Bagian Teks:
+ + +
Dimuat di Koran Muria 27 Agustus 2014
Darurat
Pendidikan Moral
Oleh Dian Marta Wijayanti,
SPd
Lulusan Terbaik PGSD Unnes
2013, Tim Asesor USAID Prioritas Jawa Tengah
Pendidikan adalah sebuah proses dan moralitas adalah target
utamanya. Pendidikan bukan masalah politik, agama, dan hukum, melainkan
persoalan moralitas. Karena itu, ada banyak alasan bagi kita untuk
mempersoalkan bagaimana nasib pendidikan moral dan budi pekerti dikembangkan
dan diajarkan kepada anak-anak kita di sekolah. Para penggiat dan pemikir
pendidikan sejak lama gundah tentang suasana pendidikan yang berlangsung di
sekolah.
Orang seperti Ivan Illich dan Paolo Freire bahkan mengkritik
dengan pedas sekali bahwa sekolah telah menjadikan para siswa seperti robot
karena kurangnya mereka dilatih untuk memberi respons kreatif. Lebih hebat lagi
bahkan keduanya juga menuduh sekolah telah memasung kebebasan dan kreativitas
serta membunuh daya pikir anak. Sejak lama sistem sekolah lebih banyak
menggunakan pendekatan kognitif, tetapi abai dalam menumbuhkan dan melatih
aspek afektif dan psikomotorik siswa secara tajam.
Soal di sekolah lebih banyak menuntut siswa hanya untuk menjawab
benar dan salah, tetapi lalai dalam melakukan autokritik terhadap pelembagaan
ujian. Meskipun saat ini, katanya, pemerintah telah memberlakukan kurikulum
tingkat satuan pendidikan yang seharusnya memberi ruang yang lebih banyak bagi
guru dan siswa untuk mendesain pola pembelajarannya. Kenyataannya? Kurikulum
masih sentralistis, terlalu banyak mengatur ini boleh dan itu tidak boleh
sehingga antara guru dan birokrasi pendidikan kita menjadi setali tiga uang:
saling memengaruhi untuk menumbuhkan budaya kepatuhan tanpa inovasi yang
berarti.
+ + +
Bagian Data:
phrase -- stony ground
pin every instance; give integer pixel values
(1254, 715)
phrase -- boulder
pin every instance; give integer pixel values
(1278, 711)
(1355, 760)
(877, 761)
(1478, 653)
+ + +
Sunting bagian teks tentang pendidikan moral yang dimulai dengan kata-kata "Orang seperti Ivan" dan berakhir dengan "siswa secara tajam.". Tuliskan kembali bagian itu dengan mengganti "robot" menjadi "mesin".

Jawaban Lengkap:
Orang seperti Ivan Illich dan Paolo Freire bahkan mengkritik
dengan pedas sekali bahwa sekolah telah menjadikan para siswa seperti mesin
karena kurangnya mereka dilatih untuk memberi respons kreatif. Lebih hebat lagi
bahkan keduanya juga menuduh sekolah telah memasung kebebasan dan kreativitas
serta membunuh daya pikir anak. Sejak lama sistem sekolah lebih banyak
menggunakan pendekatan kognitif, tetapi abai dalam menumbuhkan dan melatih
aspek afektif dan psikomotorik siswa secara tajam.